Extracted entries
________________________
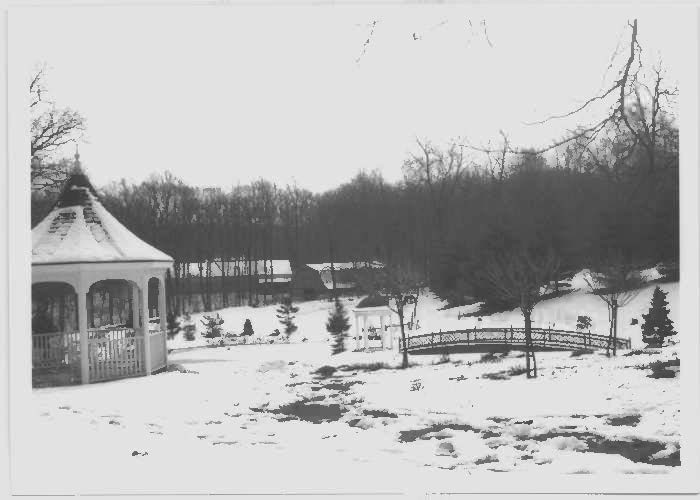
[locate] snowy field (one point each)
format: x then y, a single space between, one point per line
263 418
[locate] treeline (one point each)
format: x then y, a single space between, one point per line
454 208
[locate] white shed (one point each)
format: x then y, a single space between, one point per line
91 314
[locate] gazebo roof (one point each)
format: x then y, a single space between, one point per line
80 230
375 300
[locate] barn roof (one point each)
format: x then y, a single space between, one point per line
79 229
374 300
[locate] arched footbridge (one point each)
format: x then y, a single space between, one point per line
502 339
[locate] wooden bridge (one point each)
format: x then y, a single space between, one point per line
502 339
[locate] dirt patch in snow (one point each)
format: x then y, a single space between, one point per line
411 435
628 420
343 387
636 450
309 411
380 414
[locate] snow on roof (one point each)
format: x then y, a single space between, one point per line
373 301
326 266
80 229
338 285
274 280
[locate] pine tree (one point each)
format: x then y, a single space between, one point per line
338 323
248 328
213 326
174 325
189 328
285 313
657 325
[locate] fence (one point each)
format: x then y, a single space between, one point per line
541 338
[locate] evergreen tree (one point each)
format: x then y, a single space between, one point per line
248 328
338 323
285 313
213 326
189 328
174 326
657 325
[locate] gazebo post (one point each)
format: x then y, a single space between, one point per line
134 306
162 313
383 332
365 336
144 325
82 327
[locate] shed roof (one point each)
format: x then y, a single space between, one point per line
79 229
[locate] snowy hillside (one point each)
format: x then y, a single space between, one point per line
561 313
262 418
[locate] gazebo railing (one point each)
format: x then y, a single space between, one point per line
115 353
53 350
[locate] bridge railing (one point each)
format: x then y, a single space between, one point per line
541 337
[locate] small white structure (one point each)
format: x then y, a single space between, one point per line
91 314
376 307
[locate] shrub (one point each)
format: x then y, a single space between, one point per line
657 325
285 313
416 385
248 328
189 328
337 325
212 325
325 371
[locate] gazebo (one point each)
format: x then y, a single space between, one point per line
98 294
373 307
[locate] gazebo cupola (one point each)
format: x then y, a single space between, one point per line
92 306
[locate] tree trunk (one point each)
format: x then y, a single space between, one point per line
330 250
224 299
404 362
614 327
529 353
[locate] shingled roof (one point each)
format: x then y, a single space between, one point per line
79 229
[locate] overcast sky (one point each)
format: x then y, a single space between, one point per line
227 94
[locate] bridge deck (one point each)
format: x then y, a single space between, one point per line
500 339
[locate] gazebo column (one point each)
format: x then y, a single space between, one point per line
365 332
82 328
134 306
144 326
383 332
163 314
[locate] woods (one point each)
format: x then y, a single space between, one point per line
608 188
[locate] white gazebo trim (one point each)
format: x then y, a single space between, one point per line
384 313
79 243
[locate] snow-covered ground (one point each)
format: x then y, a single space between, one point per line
260 418
561 313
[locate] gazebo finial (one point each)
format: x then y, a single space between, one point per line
77 167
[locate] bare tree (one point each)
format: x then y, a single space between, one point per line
51 128
522 276
617 284
401 284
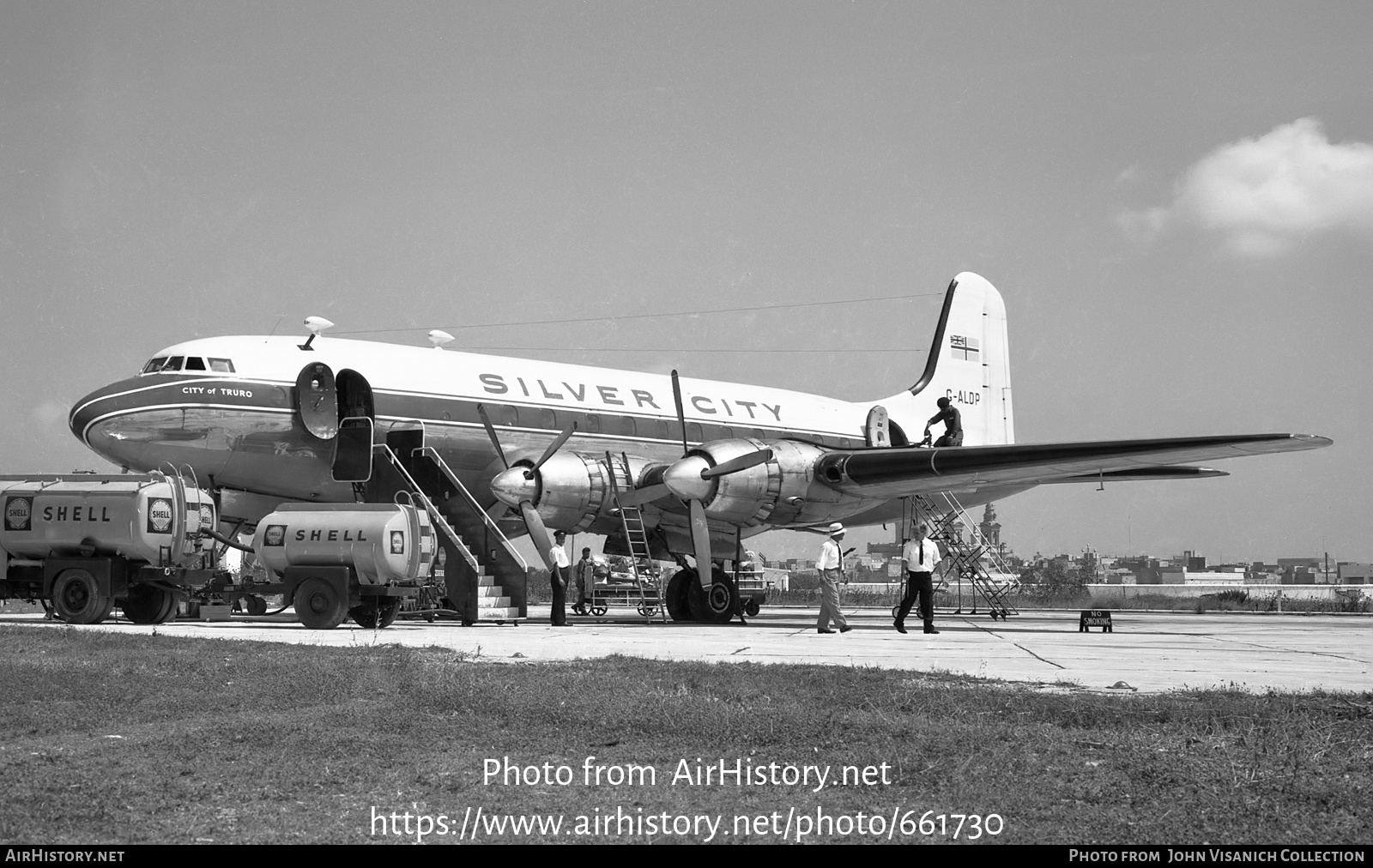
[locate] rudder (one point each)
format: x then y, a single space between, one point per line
968 363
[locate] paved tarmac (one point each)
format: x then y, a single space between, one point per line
1148 651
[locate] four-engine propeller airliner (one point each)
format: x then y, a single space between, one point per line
258 420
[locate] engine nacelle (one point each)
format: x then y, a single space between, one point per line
776 491
570 489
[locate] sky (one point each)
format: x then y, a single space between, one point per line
1174 199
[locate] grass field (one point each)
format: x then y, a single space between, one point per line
114 739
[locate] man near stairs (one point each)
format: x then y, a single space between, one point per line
558 578
920 555
585 573
831 568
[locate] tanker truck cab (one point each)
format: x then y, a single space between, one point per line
89 543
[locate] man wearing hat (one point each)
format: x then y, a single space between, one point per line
831 566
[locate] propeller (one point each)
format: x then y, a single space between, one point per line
693 479
518 486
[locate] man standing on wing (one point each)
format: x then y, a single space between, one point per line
831 568
919 559
953 423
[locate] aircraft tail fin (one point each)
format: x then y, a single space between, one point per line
968 363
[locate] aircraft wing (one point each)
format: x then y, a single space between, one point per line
894 473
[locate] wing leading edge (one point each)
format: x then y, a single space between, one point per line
892 473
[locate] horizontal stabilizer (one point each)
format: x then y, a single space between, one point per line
892 473
1146 474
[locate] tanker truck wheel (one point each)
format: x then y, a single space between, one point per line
318 605
148 605
76 595
375 616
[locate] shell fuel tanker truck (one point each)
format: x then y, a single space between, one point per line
87 544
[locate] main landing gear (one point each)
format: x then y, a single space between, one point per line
686 600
________________________
* _Aim of the task_:
Repeat the lines of every entry above word for word, leaving out the pictures.

* _Written solution_:
[locate] snowy field (one point each)
format: x then y, a single space between, one point per line
263 418
[locate] treeline (one point each)
format: x then y, a single space between, one point per line
454 208
[locate] white shed (one point each)
format: x then y, a single space between, one point per line
91 314
[locate] gazebo roof (one point each)
format: x then y, a single space between, one point per line
80 230
375 300
[locate] barn roof (one point each)
format: x then y, a single space between, one point per line
79 229
374 300
[locate] arched footbridge (one point each)
format: x then y, a single space between, one point per line
502 339
[locate] wooden bridge (one point each)
format: x then y, a single space between, one point per line
502 339
[locate] dirt patch in snow (one point each)
format: x then y, a single space between, one point per line
411 435
628 420
343 387
636 450
309 411
380 414
[locate] snow on roof (one point each)
format: x then y, a single space between, one point per line
373 301
326 266
80 229
338 285
274 280
[locate] pine tree (one point each)
format: x then y, a single space between, one point per line
338 323
248 328
213 326
174 325
189 328
285 313
657 325
[locate] fence (one point each)
format: x then y, a single space between, one point per line
541 338
[locate] evergreen tree (one point each)
format: x then y, a single space between, one point per line
248 328
338 323
285 313
213 326
189 328
174 326
657 325
[locate] gazebo post (one point each)
format: x then y, a single space between, one point per line
134 306
162 313
383 332
365 336
144 325
82 327
[locate] shed roof (one point each)
format: x then y, a single space between, one point per line
79 229
[locate] snowy hillside (one point each)
format: x then y, a single space between, one point per line
561 313
262 418
[locate] gazebo railing (one point each)
format: x then y, a single space between, one point per line
115 353
53 350
[locate] bridge railing (one point each)
format: x then y, a single space between, one point per line
541 337
[locate] small white structure (one point each)
format: x then y, a single space between, one point per line
91 314
376 307
[locate] shrub (one point each)
format: x then y, a single space between, one point per line
657 325
285 313
416 385
248 328
189 328
337 325
212 325
325 371
[locate] gazebo (one point each)
format: x then y, a single space between, one point per line
98 294
373 307
[locate] gazebo cupola (one point each)
format: x then y, a single space between, one point per line
92 306
[locate] tree trunk (one point each)
format: x then y, a single space between, one point per line
330 250
224 299
404 362
614 327
529 353
[locate] shingled roof (one point each)
format: x then y, a single space between, one point per line
79 229
[locate] overcast sky (one point each)
format: x then y, a single space between, one point per line
227 94
[locate] bridge deck (one point each)
format: x then y, a single space between, one point per line
500 339
[locate] gazebo column (one point each)
format: x then y, a single space between, one point per line
365 332
82 328
134 306
144 326
383 332
163 314
[locate] woods (one point each)
format: x then y, a single space between, one point per line
608 188
[locate] white gazebo trim (one point each)
format: x then y, a single space between, one point per line
384 313
79 243
[locate] snow-covered ground (one point each)
format: x then y, a single space between, one point per line
260 418
561 313
[locate] gazebo finial (one point each)
format: x then y, a single space between, one point per line
77 167
[locate] bare tree (one point each)
format: x then y, a single space between, one point per line
51 128
522 276
617 284
401 284
[locate] rudder (one point each)
format: x then y, a single space between, one point per line
968 363
[locate] paved tarmac (one point each)
format: x then y, a single space between, one point per line
1148 651
[locate] four-engine propeller airliner (one point each)
format: x then y, a single space between, one point per line
258 420
[locate] engine nacelle (one point each)
format: x then y, a single space between, one point per line
776 491
570 489
[locate] sky (one point each)
format: x then y, a single space between, one point per line
1174 199
[locate] grass field (one point each)
format: x then y, a single space between, one point per line
114 739
[locate] man near stairs (one point each)
format: x then y, a single space between, one point per line
558 578
920 555
585 573
831 568
[locate] tanker truck cab (one point each)
format: x then y, a single space between, one point per line
89 543
[locate] man wearing hat (one point each)
format: x then y, a single space between, one point per line
831 566
[locate] propeller (one point each)
format: x then y, a single space between, one point per line
693 479
518 486
[locate] man standing on wing (one point each)
format: x then y, a single space between, one point per line
831 568
919 559
953 423
[locate] aircraft tail fin (one point each)
format: x then y, a single space between, one point per line
968 363
[locate] aircraft wing (one point each)
format: x then y, a single space between, one point per line
894 473
[locate] wing leading edge (one point each)
format: x then y, a single space between, one point per line
892 473
[locate] horizontal stabilizer (one point each)
format: x then y, a single space between, one point per line
892 473
1146 474
[locate] tanker truck wheel (one point each)
format: x then y, a single space between, one point per line
318 605
148 605
76 595
375 616
[locate] shell fuel tanker truck (one point each)
format: x then y, a single space between, one point per line
87 544
[locate] main landing gear (one point each)
format: x then y, a single space between, one point per line
686 600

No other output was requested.